◆ Excerpt to read:
◆ ◆ ◆ ◆ ◆

This is the soft underbelly of the National Surveillance State, the path by which the state will intrude with little resistance into the lives of the great mass of the citizenry.

Will the National Surveillance State Prevail Again?
By Scott Horton

......................

The debate raises many other issues. One of the most significant of them is the idea of immunity for telecommunications companies. The evidence at hand now shows that telecommunications companies facilitated criminal surveillance of their customers (i.e., surveillance that violated the limitations of FISA, and was therefore felonious) at the request of the Bush Administration’s rogue Justice Department and National Security Administration. The telecoms have spared no expense lobbying in their effort to get out from under the liability that this presents. Their efforts are plainly paying off.

..........................

◆ ◆ ◆ ◆ ◆

◆ Given exercise a:
Reproduce the excerpt on the National Surveillance State verbatim, in full.
The rows that follow have no connection to the excerpt.

◆ ◆ ◆ ◆ ◆

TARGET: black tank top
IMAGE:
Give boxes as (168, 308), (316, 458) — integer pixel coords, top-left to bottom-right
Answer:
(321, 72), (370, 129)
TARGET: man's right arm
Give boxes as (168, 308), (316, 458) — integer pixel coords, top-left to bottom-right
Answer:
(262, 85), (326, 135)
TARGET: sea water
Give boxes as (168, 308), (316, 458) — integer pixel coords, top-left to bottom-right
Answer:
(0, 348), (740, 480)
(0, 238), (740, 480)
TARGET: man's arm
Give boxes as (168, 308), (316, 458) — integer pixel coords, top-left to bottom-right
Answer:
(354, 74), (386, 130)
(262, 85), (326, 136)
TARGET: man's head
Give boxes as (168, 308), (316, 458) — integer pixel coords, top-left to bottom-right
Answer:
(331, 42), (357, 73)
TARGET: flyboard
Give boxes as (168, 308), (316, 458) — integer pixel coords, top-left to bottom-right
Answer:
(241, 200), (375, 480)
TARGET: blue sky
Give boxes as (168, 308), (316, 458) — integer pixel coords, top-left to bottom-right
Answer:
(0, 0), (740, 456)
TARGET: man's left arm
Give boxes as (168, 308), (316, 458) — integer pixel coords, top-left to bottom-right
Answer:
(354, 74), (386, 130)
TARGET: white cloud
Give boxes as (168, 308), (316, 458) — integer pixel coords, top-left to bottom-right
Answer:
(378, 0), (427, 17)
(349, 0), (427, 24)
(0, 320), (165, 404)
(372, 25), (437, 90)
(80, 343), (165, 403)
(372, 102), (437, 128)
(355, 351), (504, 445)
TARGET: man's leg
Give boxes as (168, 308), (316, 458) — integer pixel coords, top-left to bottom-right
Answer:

◆ ◆ ◆ ◆ ◆

◆ Given exercise b:
Update all the rows, replacing "integer pixel coords" with "integer pixel coordinates" wherever it occurs and leaving everything else unchanged.

◆ Result a:
This is the soft underbelly of the National Surveillance State, the path by which the state will intrude with little resistance into the lives of the great mass of the citizenry.

Will the National Surveillance State Prevail Again?
By Scott Horton

......................

The debate raises many other issues. One of the most significant of them is the idea of immunity for telecommunications companies. The evidence at hand now shows that telecommunications companies facilitated criminal surveillance of their customers (i.e., surveillance that violated the limitations of FISA, and was therefore felonious) at the request of the Bush Administration’s rogue Justice Department and National Security Administration. The telecoms have spared no expense lobbying in their effort to get out from under the liability that this presents. Their efforts are plainly paying off.

..........................

◆ Result b:
TARGET: black tank top
IMAGE:
Give boxes as (168, 308), (316, 458) — integer pixel coordinates, top-left to bottom-right
Answer:
(321, 72), (370, 129)
TARGET: man's right arm
Give boxes as (168, 308), (316, 458) — integer pixel coordinates, top-left to bottom-right
Answer:
(262, 85), (326, 135)
TARGET: sea water
Give boxes as (168, 308), (316, 458) — integer pixel coordinates, top-left to bottom-right
Answer:
(0, 348), (740, 480)
(0, 238), (740, 480)
TARGET: man's arm
Give boxes as (168, 308), (316, 458) — integer pixel coordinates, top-left to bottom-right
Answer:
(354, 74), (386, 130)
(262, 85), (326, 136)
TARGET: man's head
Give boxes as (168, 308), (316, 458) — integer pixel coordinates, top-left to bottom-right
Answer:
(331, 42), (357, 73)
TARGET: flyboard
Give boxes as (168, 308), (316, 458) — integer pixel coordinates, top-left to bottom-right
Answer:
(241, 200), (375, 480)
TARGET: blue sky
Give boxes as (168, 308), (316, 458) — integer pixel coordinates, top-left to bottom-right
Answer:
(0, 0), (740, 456)
TARGET: man's left arm
Give boxes as (168, 308), (316, 458) — integer pixel coordinates, top-left to bottom-right
Answer:
(354, 74), (386, 130)
TARGET: white cloud
Give boxes as (168, 308), (316, 458) — integer pixel coordinates, top-left to bottom-right
Answer:
(378, 0), (427, 17)
(349, 0), (427, 24)
(0, 320), (165, 404)
(372, 25), (437, 90)
(80, 343), (165, 403)
(372, 102), (437, 128)
(355, 351), (504, 445)
TARGET: man's leg
Give boxes as (168, 308), (316, 458) — integer pixel coordinates, top-left to bottom-right
Answer:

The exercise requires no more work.